Task description: Could you return the lines below exactly, from the first line up to and including the line that holds "positive clicks: (161, 92) (144, 91)"?

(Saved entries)
[Start of section]

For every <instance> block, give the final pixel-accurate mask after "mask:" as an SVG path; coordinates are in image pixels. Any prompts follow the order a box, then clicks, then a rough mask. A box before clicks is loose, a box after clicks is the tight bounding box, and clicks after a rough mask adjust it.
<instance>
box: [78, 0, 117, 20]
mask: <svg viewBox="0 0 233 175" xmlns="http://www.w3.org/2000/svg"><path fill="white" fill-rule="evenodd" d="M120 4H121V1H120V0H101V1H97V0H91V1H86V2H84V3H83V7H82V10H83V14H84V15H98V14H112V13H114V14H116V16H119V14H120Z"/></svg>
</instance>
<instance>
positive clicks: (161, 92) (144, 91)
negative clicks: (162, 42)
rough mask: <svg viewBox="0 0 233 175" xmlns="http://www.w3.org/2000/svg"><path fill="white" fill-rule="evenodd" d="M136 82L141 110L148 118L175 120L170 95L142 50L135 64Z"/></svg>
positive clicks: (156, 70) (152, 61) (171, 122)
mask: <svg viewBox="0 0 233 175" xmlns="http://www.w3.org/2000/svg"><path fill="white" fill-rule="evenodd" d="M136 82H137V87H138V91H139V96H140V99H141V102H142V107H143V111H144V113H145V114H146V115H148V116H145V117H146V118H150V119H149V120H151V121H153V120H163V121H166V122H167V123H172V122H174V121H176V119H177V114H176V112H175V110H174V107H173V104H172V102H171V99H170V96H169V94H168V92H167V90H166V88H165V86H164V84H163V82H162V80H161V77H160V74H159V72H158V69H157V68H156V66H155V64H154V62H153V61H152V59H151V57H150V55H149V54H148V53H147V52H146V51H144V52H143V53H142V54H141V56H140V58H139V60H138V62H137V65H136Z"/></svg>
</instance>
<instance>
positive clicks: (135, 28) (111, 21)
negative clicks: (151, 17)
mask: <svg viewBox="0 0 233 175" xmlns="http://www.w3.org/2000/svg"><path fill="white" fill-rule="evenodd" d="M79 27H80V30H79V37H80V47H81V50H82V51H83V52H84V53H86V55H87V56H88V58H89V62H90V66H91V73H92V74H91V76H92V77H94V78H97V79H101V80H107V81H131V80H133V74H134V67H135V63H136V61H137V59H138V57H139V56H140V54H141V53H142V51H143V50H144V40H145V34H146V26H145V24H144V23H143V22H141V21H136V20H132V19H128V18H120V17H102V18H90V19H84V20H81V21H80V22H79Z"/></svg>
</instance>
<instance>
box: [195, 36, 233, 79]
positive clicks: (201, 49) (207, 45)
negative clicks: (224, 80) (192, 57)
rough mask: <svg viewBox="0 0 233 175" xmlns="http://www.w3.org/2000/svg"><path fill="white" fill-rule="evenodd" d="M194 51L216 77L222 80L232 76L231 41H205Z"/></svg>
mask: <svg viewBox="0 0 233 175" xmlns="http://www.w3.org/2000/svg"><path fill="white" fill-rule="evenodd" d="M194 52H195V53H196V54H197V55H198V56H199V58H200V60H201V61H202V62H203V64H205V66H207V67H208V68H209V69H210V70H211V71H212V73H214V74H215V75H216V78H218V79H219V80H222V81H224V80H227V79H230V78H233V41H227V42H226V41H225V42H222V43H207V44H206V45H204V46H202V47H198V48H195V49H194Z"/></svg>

[End of section]

Response to the exercise:
For every <instance> block, give the final pixel-accurate mask after "mask:" as an SVG path; coordinates are in image pixels. Any prompts follow the order a box, then clicks, then a rough mask. A box before clicks is loose, a box after clicks is the tight bounding box, and clicks after a rough mask adjust it.
<instance>
box: [78, 0, 117, 20]
mask: <svg viewBox="0 0 233 175" xmlns="http://www.w3.org/2000/svg"><path fill="white" fill-rule="evenodd" d="M120 4H121V1H120V0H101V1H97V0H91V1H86V2H84V3H83V7H82V10H83V14H84V15H98V14H112V13H114V14H116V16H119V14H120Z"/></svg>
</instance>
<instance>
positive clicks: (161, 92) (144, 91)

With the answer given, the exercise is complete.